Short problem -
The required output consists solely of the lines from the line containing "Can you see the worker in" through the end of the records, copied exactly.

--- Start of Extracted entries ---

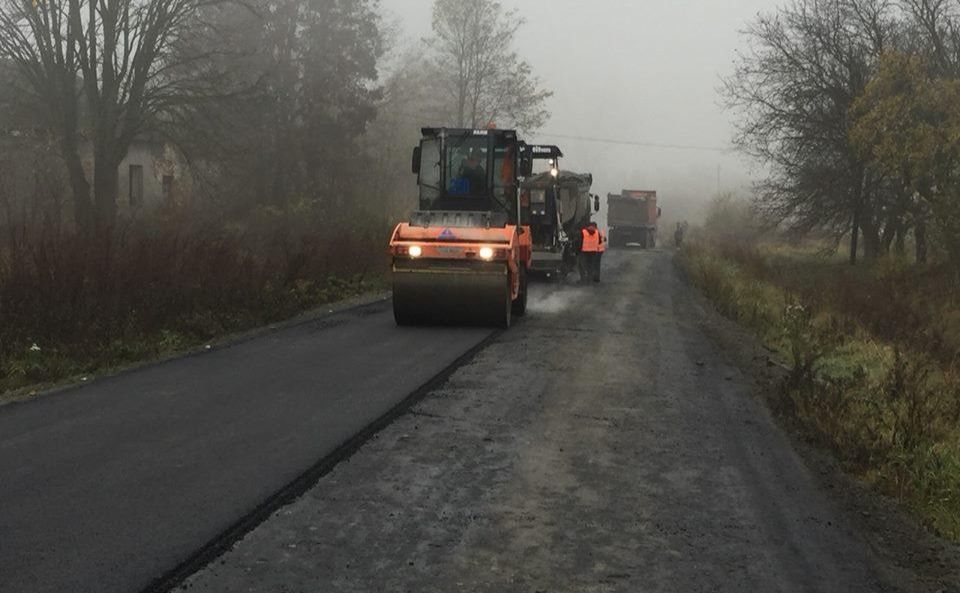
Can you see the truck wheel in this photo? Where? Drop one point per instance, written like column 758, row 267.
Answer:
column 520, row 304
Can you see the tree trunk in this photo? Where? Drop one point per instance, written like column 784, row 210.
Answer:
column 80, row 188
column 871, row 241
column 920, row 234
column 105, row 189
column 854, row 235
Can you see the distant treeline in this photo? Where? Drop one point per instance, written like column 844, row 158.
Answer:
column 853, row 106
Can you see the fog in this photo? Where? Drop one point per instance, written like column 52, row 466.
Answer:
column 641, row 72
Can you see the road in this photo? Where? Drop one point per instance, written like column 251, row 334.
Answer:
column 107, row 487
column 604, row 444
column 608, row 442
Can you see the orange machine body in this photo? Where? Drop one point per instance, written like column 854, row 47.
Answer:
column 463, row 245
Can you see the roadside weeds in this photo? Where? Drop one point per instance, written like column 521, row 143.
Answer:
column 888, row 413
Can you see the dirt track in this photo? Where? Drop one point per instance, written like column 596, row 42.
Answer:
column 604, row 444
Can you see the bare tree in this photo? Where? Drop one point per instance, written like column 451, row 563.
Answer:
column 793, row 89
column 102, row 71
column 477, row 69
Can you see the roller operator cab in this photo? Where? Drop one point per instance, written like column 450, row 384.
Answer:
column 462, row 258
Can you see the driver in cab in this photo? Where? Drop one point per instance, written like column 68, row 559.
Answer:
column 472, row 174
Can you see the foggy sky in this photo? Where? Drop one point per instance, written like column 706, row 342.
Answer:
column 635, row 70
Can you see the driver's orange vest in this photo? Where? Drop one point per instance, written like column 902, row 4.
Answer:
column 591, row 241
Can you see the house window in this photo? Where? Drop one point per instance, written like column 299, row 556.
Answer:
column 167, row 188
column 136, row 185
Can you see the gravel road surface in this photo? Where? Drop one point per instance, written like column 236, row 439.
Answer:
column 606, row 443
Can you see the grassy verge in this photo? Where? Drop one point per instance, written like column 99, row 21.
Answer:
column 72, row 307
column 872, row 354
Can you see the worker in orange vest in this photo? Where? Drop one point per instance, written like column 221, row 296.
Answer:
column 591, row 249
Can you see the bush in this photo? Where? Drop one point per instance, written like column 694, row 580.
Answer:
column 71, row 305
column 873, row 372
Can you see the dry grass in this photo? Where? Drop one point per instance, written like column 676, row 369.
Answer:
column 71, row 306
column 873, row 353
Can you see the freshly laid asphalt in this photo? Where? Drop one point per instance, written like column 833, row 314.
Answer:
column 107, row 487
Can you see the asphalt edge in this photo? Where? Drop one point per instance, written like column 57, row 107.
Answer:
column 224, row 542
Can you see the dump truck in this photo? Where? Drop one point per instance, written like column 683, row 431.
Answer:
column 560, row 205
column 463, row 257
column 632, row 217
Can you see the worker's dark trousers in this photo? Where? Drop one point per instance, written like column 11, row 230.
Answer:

--- End of Extracted entries ---

Correct output -
Can you see the worker in orange vest in this photo? Where? Drop one point per instance, written like column 221, row 296.
Answer:
column 591, row 249
Can you see the bush in this photo? Where? Drop one point per instance, written like column 694, row 580.
Answer:
column 71, row 305
column 873, row 372
Can you see the dry grass in this photo? Where? Drop one point per instance, written like column 676, row 369.
Answer:
column 71, row 306
column 873, row 353
Can you see the freshly laid asphalt in this photo? Where? Drop one point per instance, written like column 833, row 314.
Answer:
column 107, row 487
Can you see the asphalt edge in this photo? Where? Drop one point per instance, written like column 57, row 107.
Answer:
column 224, row 542
Can you see the dump truck in this photo? Where? Drop one point per instance, written like column 683, row 431.
Answer:
column 560, row 205
column 463, row 257
column 632, row 217
Can you see the worker's dark trousers in this photo? Where? Drop one point per instance, written like column 11, row 230.
Answer:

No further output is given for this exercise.